The response must consist of all the records, retyped exactly.

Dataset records

_ _ _ _ _

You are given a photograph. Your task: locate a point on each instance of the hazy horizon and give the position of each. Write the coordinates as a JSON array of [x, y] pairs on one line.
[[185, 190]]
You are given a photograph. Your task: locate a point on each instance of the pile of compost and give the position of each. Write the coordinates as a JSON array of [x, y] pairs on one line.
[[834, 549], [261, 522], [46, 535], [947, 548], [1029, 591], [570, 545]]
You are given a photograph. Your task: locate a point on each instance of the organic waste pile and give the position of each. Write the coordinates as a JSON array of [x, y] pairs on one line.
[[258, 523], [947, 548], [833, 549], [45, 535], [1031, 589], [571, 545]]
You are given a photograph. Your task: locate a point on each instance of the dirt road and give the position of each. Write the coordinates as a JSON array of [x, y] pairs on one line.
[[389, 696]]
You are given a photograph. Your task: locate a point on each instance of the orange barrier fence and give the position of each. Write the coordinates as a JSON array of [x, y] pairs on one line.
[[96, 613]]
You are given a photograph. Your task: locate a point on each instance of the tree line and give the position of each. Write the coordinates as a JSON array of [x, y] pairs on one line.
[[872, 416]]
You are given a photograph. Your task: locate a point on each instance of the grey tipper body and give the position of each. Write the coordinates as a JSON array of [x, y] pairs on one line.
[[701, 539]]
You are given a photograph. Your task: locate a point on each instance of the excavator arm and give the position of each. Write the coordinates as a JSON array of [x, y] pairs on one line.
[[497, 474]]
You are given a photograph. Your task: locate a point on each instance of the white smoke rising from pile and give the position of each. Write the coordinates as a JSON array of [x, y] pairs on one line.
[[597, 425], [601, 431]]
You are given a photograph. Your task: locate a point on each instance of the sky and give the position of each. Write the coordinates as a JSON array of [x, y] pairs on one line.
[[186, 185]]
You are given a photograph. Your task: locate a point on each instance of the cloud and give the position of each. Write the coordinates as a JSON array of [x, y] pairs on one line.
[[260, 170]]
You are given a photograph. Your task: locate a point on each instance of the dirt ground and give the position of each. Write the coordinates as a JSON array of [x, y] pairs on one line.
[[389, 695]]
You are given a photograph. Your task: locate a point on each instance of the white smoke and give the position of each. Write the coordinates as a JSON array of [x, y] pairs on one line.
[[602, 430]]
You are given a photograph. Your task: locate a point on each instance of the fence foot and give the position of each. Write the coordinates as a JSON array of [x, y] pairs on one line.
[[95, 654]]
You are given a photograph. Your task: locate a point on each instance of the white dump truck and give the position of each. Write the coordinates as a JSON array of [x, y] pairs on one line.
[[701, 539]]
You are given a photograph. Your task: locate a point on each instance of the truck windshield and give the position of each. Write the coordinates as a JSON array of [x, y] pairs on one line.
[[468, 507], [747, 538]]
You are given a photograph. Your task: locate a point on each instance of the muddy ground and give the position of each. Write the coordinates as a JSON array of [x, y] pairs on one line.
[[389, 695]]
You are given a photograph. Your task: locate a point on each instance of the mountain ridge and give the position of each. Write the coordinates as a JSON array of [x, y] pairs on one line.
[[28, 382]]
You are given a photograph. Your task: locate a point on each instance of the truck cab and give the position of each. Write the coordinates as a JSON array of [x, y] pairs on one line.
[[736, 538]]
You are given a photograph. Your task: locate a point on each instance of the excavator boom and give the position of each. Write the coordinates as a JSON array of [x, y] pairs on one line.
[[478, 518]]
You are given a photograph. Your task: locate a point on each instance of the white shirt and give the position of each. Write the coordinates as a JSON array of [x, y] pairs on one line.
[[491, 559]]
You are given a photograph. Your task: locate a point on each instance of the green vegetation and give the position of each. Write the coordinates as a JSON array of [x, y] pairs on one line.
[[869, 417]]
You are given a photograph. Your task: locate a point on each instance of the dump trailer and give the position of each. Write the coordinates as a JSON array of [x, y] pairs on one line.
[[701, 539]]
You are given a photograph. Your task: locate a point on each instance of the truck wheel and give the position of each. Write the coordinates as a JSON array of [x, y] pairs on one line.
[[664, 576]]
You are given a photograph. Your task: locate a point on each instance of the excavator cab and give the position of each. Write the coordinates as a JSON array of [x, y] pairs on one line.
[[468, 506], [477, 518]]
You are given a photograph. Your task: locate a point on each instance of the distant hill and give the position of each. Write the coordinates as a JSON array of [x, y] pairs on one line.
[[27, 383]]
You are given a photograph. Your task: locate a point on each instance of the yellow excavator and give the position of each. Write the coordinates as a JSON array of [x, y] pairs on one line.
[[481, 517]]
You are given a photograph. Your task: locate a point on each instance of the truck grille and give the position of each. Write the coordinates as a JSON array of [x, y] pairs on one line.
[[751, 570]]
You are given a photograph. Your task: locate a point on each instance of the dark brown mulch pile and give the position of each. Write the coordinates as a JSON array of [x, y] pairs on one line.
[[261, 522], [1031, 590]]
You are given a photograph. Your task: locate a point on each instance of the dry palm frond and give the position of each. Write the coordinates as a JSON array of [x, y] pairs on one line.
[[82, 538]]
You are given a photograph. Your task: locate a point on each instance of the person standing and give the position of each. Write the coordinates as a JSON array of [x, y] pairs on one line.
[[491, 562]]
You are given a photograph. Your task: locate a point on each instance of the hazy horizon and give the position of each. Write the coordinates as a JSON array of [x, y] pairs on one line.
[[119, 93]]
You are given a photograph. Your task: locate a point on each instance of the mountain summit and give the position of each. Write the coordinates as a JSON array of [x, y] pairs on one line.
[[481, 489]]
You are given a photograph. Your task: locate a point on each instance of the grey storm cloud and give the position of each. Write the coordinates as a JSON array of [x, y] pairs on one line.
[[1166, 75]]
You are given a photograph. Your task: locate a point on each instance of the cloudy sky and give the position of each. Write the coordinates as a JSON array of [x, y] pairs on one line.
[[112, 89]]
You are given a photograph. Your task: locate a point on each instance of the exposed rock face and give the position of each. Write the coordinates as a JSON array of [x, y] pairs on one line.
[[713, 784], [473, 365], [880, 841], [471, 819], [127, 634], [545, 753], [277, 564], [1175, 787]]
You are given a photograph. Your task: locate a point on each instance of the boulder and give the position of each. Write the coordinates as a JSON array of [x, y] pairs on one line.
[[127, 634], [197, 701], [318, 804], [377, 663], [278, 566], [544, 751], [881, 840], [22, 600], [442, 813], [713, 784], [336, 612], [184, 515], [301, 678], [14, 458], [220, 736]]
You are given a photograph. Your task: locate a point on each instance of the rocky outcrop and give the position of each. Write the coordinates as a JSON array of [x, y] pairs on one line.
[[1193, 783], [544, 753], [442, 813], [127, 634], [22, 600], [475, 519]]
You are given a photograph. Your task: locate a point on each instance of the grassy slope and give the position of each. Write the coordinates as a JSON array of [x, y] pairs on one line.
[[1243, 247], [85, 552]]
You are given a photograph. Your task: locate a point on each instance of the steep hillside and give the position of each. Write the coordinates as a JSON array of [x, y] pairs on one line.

_ _ _ _ _

■ OUTPUT OF THE TASK
You are given a photograph. Your task: locate a point on each instance of the hazy horizon and give the position of each. Write the coordinates as a JSON array of [x, y] pairs on one line.
[[185, 190]]
You are given a photograph. Your task: locate a point on each instance of the pile of compost and give the position of each. Write the coordinates as a JSON array of [x, y] pairs on one line.
[[834, 549], [261, 522], [46, 535], [947, 548], [1029, 591], [570, 545]]
You are given a photograph. Your task: locate a point on each instance of the organic waste pile and give the position of each. Write the coordinates as a JSON array of [x, y] pairs on one line.
[[258, 523], [947, 548], [833, 549], [45, 535], [1031, 589], [571, 545]]
You are given a photograph. Your task: locate a point on each instance of the dirt road and give the position of each. Write the coordinates as a JSON array of [x, y] pairs on one line.
[[389, 696]]
You are given a photograph. Your task: locate a point on each instance of the orange barrier fence and give the position of each. Write the coordinates as a JSON array of [x, y] pairs on one line.
[[96, 613]]
You are given a photograph. Your task: locate a point on each instance of the tree line and give the position of each. Write the coordinates as a JSON array of [x, y] pairs on one line.
[[872, 416]]
You are given a photograph. Your task: locate a point on each instance of the grey tipper body and give the position of each. Write the coordinates as a JSON array of [x, y] pairs on one line.
[[701, 539]]
You are given a photograph. Your task: locate a point on each instance of the excavator arm and give the position of each. Write the coordinates as a JSON array of [x, y] pairs on one line.
[[497, 474]]
You are given a photograph. Your task: locate a point on each instance of the white smoke rising from pile and give the position of each. Write the coordinates as a JSON array of [x, y] pairs on one line.
[[597, 425], [601, 431]]
You are given a photograph. Your task: locate a point on each instance of the sky and give the position of each. Write the coordinates as a JSON array of [x, y] pairs on one line.
[[186, 185]]
You are given a photograph. Your task: locate a point on each instance of the cloud and give the position of each. Write the coordinates as a JSON array of [x, y] pairs on one line.
[[260, 170]]
You are given a photograph. Your task: locate a point on each instance of the dirt ground and give the position of each. Write the coordinates as a JSON array of [x, y] pairs on one line.
[[389, 695]]
You are given a photograph. Your task: locate a point on each instance of the white smoke and give the position of each. Write the coordinates as a JSON array of [x, y] pairs on one line.
[[602, 430]]
You are given a photograph. Your task: locate a point on each instance of the fence foot and give the position of each. Write the coordinates as a JSON array of [x, y] pairs on one line.
[[95, 654]]
You are given a photograph. Your task: locate a point on each instance of the white dump truck and give the position of each. Write the coordinates as a JSON array of [x, y] pairs on one line.
[[701, 539]]
You are given a photograph. Your task: locate a point on each instance of the truck windshield and give the position of each. Write the coordinates as a JSON array of [x, y] pairs on one line.
[[468, 507], [747, 538]]
You are given a photograph. Your task: locate a point on each instance of the muddy ground and give the position of each. Write the coordinates as a JSON array of [x, y] pairs on one line.
[[389, 695]]
You are given a photograph. Your task: locate a point on each instance of the mountain ridge and give the position of each. Write the coordinates as a JSON array of [x, y] pairs on one line.
[[28, 382]]
You are given a photograph. Your task: locate a point on each instance of the truck cab and give the position of each. Write the coordinates as a JSON array of [x, y] pairs on one line.
[[736, 538]]
You are given a photograph. Your task: locate a point on each instance of the excavator boom and give the position of each. Write the coordinates as a JSON array of [x, y] pairs on one line.
[[478, 518]]
You are given a photograph. Your task: locate a point on each instance of the white shirt and give the position of each. Write the coordinates as a JSON array of [x, y] pairs on one line.
[[491, 559]]
You are given a photograph. Your task: locate a point on each instance of the green vegetation and give the position of each. Write the coordinates as a JSON array of [x, y] pairs on one line.
[[869, 417]]
You are given a photograph. Your task: locate a point on each instance of the dump trailer and give the position of each. Write the coordinates as a JSON array of [x, y] pairs on one line.
[[701, 539]]
You are given a photograph. Your task: locate a point on each instance of the truck wheel and give the position of each. Write the coordinates as a JSON array of [x, y] pairs on one line.
[[664, 576]]
You are given a photograph. Your task: locate a point on each instance of the excavator cab and give the position of each. Write the coordinates as a JSON array of [x, y] pairs on one line.
[[468, 506], [477, 518]]
You are given a photograph. Your task: locate a point on each instance of the distant hill and give the position of each. Write the coordinates as a JSON array of [x, y] pairs on one line.
[[27, 383]]
You are given a photograph. Your task: locate a point on each instance of the yellow excavator and give the position of each. Write the coordinates as a JSON array of [x, y] pairs on one line.
[[481, 517]]
You are given a photograph. Your task: locate a point on each instance of the truck grille and give the position of each. Write the coordinates as a JSON array of [x, y] pairs on one line.
[[751, 570]]
You are given a photograph. Your task: locate a point on each instance of the dark brown mulch pile and give the position of each. Write the coordinates as a JSON array of [x, y] pairs on one line.
[[261, 522], [1031, 590]]
You are given a photograph. Your task: locate a point on each instance of the dry palm frond and give the position of each. Write the coordinates as a JSON array of [x, y] pairs on one line.
[[82, 538]]
You are given a photograph. Your task: locate a point on each instance of the person standing and give the position of each. Write the coordinates as a JSON array of [x, y] pairs on one line.
[[491, 562]]
You are given a photograph. Your task: locate a point on each instance of the hazy horizon and give the position of each. Write the coordinates as a JSON array of [x, y] pairs on one line.
[[119, 93]]
You are given a photograph. Your task: locate a point on each instance of the mountain summit and give the position of each. Write the coordinates as a JSON array of [x, y] pairs on one line.
[[481, 489]]
You are given a photograph. Your task: locate a point on each instance of the grey storm cloud and give the position of each. Write the coordinates as a JSON array of [x, y] pairs on one line.
[[1166, 75]]
You are given a photograph. Your task: locate a point on each instance of the cloudy sky and give the position of each. Write the coordinates as a JSON array of [x, y] pairs on one line.
[[112, 89]]
You are given a photograph. Your task: locate a point on each instance of the exposed rock face and give the position of each. Write the coordinates as a JSON array of [x, y] pairs on one line.
[[713, 784], [473, 365], [880, 841], [471, 819], [127, 634], [545, 753], [277, 564], [1175, 787]]
You are given a photograph. Your task: locate a point on each instance of the boulder and give the position of each. Write the coordinates as a JSON array of [x, y] pairs on one line.
[[127, 634], [197, 701], [318, 804], [377, 663], [278, 566], [544, 751], [881, 840], [22, 600], [442, 813], [713, 784], [336, 612], [184, 515], [301, 678], [14, 458], [220, 736]]
You are given a photograph. Your task: locate a point on each instance of the rocky outcrop and give the position of each. Write the coordinates as a JSON array of [x, y] pairs on one line.
[[1193, 783], [544, 753], [442, 813], [127, 634], [22, 600], [475, 519]]
You are given a photograph. Your task: locate a point on each instance of the grassy slope and give the position of each. Write the coordinates as a JSON array of [x, y] pairs on one line.
[[1243, 247], [85, 552]]
You are given a photograph. Your task: locate a point on each instance of the steep hillside and give the position of each. Write the coordinates as a JSON array of [x, y] pairs on one line.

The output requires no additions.